*** Opening RECORDS FOR THIS TASK ***

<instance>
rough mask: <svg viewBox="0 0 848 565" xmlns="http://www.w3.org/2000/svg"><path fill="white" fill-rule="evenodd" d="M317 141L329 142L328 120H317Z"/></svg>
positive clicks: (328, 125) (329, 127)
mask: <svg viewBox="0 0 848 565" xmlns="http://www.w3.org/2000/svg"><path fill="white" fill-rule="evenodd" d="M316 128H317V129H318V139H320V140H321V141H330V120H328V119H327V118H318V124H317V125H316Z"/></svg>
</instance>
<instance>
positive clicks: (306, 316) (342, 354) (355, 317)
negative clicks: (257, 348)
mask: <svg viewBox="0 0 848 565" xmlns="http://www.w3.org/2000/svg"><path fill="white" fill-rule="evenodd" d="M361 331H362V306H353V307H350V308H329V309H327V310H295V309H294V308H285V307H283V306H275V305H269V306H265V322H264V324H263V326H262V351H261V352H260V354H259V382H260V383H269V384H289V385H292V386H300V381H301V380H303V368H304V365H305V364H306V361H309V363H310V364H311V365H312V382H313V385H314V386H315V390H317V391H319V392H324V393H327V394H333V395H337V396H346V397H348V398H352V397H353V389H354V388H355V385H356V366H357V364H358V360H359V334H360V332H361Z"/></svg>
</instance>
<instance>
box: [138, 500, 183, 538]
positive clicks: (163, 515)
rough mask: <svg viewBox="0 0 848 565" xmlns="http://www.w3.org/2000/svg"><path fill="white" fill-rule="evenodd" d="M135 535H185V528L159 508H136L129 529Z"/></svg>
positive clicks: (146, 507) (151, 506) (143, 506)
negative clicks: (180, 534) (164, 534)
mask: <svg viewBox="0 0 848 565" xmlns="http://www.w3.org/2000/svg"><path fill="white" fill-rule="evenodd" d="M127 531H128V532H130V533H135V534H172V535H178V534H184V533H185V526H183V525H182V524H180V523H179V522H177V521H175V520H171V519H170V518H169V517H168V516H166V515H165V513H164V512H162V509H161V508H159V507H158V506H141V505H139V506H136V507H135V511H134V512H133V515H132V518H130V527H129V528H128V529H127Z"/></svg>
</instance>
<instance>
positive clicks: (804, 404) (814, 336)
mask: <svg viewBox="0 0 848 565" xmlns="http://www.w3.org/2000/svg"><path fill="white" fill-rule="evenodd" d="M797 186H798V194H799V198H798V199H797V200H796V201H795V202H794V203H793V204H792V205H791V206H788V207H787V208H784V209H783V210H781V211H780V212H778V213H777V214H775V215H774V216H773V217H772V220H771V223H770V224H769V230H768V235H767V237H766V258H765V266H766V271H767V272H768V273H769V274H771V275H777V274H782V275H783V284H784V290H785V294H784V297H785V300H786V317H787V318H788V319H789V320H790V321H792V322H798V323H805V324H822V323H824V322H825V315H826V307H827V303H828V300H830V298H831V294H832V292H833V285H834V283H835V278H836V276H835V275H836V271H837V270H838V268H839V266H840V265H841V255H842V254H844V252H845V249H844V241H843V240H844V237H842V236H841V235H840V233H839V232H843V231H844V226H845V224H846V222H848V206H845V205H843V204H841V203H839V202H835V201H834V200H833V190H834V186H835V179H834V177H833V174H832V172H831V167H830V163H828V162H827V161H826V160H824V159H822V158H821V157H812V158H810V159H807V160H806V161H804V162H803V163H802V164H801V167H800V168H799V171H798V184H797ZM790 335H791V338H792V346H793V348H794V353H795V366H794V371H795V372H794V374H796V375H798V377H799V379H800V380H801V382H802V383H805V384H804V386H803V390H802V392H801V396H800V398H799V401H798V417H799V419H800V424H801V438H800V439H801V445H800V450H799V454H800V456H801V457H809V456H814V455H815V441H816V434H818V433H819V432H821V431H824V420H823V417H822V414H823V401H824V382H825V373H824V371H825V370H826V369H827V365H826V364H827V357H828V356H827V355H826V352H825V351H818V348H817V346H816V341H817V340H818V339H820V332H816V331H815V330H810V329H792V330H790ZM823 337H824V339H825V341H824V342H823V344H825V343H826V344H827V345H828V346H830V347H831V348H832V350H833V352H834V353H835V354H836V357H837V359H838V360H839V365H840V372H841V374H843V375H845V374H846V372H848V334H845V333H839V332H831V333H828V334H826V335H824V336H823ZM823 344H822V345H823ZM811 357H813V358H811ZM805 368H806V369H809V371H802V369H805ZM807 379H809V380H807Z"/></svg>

*** Closing RECORDS FOR THIS TASK ***
*** Opening RECORDS FOR THIS TASK ***

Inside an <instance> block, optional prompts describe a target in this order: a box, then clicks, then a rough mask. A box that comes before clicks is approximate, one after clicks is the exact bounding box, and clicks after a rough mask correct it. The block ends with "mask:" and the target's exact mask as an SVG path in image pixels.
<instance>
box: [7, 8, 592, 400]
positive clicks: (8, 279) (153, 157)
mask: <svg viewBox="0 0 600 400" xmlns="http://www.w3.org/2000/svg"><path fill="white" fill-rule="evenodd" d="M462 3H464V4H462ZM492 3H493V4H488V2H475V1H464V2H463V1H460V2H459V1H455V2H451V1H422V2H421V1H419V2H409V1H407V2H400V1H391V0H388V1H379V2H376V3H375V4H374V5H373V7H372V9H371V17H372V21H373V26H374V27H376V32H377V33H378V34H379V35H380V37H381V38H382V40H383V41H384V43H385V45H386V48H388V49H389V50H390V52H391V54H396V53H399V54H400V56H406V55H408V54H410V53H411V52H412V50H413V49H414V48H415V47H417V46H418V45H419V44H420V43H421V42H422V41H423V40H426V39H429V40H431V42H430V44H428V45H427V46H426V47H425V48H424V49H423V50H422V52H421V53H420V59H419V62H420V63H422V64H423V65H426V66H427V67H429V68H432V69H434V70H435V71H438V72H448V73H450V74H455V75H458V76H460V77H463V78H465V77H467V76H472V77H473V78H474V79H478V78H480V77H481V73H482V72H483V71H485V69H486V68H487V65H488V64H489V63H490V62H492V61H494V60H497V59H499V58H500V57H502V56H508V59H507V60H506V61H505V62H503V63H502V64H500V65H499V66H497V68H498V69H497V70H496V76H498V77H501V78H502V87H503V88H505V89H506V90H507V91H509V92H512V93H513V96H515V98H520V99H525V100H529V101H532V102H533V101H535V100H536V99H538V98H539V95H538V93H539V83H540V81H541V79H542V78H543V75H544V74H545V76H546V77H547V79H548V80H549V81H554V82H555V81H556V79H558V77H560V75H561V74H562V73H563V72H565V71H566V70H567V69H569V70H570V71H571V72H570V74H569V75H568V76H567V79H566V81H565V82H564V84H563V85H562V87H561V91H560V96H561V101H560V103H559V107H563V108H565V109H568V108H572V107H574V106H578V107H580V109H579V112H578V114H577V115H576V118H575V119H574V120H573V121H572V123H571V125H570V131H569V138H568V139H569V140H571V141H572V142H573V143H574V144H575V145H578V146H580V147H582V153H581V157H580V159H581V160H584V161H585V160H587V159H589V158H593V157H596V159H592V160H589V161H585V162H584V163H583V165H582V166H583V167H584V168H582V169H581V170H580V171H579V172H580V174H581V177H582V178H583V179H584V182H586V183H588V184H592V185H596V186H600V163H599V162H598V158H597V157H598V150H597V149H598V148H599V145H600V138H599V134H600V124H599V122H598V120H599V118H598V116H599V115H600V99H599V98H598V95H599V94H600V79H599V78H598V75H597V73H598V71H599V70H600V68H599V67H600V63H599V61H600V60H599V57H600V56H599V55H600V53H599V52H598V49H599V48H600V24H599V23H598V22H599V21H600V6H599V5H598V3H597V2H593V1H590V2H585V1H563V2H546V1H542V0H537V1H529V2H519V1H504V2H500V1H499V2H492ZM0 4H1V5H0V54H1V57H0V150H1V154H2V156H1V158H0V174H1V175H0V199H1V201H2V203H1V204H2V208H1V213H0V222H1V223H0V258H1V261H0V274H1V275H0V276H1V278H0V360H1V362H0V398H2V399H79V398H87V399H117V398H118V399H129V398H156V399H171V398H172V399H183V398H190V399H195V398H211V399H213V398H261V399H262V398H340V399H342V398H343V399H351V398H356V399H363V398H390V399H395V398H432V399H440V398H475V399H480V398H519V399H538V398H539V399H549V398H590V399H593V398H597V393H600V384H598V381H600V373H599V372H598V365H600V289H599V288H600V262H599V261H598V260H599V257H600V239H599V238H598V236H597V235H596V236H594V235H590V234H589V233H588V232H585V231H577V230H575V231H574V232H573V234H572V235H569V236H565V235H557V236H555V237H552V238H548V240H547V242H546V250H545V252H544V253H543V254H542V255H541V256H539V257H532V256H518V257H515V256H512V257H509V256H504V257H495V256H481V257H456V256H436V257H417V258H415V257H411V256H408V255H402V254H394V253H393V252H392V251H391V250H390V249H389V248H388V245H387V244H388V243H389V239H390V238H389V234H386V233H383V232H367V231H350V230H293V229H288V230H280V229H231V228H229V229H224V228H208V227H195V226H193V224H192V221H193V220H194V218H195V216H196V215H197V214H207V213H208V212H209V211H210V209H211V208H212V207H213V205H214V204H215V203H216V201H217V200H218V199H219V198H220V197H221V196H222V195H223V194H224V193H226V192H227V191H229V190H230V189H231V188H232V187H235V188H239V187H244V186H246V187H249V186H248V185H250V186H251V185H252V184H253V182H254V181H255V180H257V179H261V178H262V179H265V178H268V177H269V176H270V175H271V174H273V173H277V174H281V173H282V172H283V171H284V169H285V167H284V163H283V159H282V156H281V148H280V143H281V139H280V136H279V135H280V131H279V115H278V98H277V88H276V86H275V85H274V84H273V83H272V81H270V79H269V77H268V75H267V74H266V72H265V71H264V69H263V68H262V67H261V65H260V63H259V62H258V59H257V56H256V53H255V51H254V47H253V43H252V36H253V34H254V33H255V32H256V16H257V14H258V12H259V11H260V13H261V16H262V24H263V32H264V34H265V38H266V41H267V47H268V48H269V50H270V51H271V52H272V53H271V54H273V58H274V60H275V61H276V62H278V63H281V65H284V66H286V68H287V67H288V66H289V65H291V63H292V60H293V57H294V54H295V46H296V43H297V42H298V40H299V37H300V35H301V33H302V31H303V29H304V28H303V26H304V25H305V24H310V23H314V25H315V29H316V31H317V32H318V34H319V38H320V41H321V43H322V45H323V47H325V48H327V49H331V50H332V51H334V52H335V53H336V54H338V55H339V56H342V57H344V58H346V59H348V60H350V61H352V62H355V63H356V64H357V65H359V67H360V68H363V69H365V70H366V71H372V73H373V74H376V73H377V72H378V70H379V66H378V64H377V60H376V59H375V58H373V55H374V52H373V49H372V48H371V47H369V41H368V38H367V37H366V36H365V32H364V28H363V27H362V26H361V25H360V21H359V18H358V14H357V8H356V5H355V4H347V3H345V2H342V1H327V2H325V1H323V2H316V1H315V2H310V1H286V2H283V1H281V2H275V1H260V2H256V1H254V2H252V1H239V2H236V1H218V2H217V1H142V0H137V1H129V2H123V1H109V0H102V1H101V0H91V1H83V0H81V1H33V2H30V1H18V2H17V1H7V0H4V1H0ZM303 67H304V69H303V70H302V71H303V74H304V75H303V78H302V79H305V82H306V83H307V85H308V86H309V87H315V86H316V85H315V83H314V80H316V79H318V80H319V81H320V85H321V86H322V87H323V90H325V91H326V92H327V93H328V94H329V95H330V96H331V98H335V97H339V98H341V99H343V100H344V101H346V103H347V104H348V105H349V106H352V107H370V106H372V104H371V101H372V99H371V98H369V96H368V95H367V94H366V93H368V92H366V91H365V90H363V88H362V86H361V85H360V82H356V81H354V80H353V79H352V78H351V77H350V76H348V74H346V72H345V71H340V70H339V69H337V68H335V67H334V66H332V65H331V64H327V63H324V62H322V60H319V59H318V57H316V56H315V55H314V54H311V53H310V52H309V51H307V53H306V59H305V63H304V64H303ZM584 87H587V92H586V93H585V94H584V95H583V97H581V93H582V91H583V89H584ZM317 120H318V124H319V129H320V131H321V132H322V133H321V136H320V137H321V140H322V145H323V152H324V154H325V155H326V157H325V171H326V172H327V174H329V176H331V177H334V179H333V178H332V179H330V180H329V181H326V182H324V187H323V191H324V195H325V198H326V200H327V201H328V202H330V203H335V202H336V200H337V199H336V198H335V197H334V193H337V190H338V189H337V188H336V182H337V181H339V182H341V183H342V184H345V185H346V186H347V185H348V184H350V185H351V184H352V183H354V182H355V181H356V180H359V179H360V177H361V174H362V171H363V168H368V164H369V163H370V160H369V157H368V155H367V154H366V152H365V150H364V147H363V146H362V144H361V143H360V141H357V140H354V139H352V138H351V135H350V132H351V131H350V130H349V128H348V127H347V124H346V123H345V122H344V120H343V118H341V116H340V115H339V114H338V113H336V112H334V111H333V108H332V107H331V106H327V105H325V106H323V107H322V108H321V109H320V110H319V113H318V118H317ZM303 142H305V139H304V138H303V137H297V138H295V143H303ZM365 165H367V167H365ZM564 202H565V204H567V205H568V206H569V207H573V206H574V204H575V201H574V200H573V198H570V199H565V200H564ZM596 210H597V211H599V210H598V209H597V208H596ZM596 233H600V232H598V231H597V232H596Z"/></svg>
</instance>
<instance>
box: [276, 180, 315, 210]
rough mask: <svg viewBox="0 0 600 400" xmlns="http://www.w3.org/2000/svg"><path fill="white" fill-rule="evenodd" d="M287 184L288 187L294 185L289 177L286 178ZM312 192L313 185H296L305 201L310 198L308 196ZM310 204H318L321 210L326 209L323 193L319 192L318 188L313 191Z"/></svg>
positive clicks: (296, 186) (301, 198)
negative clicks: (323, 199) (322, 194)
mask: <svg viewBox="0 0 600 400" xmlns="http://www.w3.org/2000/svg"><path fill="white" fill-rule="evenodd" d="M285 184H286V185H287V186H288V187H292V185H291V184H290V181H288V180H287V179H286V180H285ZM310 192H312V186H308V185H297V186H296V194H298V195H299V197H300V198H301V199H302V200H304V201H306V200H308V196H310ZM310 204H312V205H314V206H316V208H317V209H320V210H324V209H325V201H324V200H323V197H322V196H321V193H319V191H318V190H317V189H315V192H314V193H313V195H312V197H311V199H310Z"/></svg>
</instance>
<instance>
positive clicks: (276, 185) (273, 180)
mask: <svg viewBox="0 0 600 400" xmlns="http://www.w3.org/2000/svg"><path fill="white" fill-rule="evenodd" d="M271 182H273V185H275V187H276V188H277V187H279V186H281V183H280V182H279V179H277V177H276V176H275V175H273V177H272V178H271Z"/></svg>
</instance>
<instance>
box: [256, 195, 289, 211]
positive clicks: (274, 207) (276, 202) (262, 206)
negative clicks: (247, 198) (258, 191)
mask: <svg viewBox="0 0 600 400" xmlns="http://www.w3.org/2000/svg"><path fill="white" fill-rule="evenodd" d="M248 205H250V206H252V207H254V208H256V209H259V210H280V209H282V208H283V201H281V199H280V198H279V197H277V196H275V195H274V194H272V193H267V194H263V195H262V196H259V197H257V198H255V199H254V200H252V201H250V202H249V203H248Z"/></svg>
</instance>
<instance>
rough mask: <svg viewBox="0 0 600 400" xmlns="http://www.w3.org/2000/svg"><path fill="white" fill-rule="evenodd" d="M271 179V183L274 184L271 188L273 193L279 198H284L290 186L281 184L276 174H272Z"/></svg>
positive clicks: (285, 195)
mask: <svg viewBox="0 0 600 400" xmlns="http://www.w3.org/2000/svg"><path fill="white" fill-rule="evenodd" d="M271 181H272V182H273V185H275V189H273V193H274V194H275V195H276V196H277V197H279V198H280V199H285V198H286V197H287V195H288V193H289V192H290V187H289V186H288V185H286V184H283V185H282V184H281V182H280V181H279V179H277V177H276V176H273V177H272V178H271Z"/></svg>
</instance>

*** Closing RECORDS FOR THIS TASK ***
*** Opening RECORDS FOR THIS TASK ***

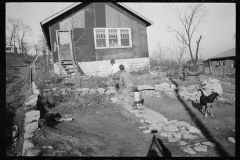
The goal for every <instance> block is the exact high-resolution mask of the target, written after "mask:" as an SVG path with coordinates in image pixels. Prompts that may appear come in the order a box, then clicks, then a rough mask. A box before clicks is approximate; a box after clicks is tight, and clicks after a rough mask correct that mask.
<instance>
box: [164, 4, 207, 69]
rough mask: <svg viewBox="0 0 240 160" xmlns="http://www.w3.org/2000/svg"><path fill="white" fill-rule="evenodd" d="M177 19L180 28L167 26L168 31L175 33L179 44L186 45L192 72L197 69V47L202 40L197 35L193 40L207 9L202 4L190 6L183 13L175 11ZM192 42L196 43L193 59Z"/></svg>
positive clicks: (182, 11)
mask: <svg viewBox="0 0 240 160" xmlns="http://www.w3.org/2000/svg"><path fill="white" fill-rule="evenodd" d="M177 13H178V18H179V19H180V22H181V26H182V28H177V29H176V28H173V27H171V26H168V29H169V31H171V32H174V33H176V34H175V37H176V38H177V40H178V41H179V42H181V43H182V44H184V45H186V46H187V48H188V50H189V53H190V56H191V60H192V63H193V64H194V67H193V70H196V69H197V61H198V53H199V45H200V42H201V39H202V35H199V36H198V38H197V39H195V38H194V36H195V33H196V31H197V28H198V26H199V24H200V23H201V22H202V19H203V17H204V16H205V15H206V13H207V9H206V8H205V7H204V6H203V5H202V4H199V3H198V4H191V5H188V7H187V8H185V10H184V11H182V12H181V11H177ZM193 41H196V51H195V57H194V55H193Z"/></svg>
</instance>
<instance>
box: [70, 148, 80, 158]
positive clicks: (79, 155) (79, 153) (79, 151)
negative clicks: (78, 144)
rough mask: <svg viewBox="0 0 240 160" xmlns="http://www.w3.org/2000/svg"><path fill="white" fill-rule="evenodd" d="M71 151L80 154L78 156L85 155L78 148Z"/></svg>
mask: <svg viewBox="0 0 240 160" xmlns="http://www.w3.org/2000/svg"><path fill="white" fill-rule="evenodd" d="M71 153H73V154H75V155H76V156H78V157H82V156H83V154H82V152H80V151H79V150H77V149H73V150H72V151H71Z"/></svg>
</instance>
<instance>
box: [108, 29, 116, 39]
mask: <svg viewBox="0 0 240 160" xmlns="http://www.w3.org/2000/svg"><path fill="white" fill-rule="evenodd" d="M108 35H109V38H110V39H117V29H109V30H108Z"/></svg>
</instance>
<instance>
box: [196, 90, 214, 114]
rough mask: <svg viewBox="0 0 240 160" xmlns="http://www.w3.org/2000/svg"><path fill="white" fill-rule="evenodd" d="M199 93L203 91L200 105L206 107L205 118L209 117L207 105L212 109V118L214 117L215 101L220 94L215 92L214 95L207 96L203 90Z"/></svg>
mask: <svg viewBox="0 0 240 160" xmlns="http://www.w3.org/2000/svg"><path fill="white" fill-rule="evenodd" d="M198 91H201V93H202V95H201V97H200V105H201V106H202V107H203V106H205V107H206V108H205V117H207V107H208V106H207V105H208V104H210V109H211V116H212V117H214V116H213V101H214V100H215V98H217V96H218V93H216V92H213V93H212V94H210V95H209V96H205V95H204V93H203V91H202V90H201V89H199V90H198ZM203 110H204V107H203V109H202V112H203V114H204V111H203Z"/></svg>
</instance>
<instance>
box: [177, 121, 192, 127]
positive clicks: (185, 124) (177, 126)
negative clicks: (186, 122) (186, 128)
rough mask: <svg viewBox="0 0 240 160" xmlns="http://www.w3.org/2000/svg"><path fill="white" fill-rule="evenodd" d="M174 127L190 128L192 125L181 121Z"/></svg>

*** Closing RECORDS FOR THIS TASK ***

Retype, exactly and in full, the lines above from the one containing "box: [164, 4, 207, 69]" through the one containing "19L180 28L167 26L168".

box: [164, 4, 207, 69]
rough mask: <svg viewBox="0 0 240 160" xmlns="http://www.w3.org/2000/svg"><path fill="white" fill-rule="evenodd" d="M177 19L180 28L167 26L168 31L175 33L179 44L186 45L192 72L197 69V47L202 40L197 35L193 40L207 9L202 4L190 6L183 13L175 11ZM192 42L196 43L193 59Z"/></svg>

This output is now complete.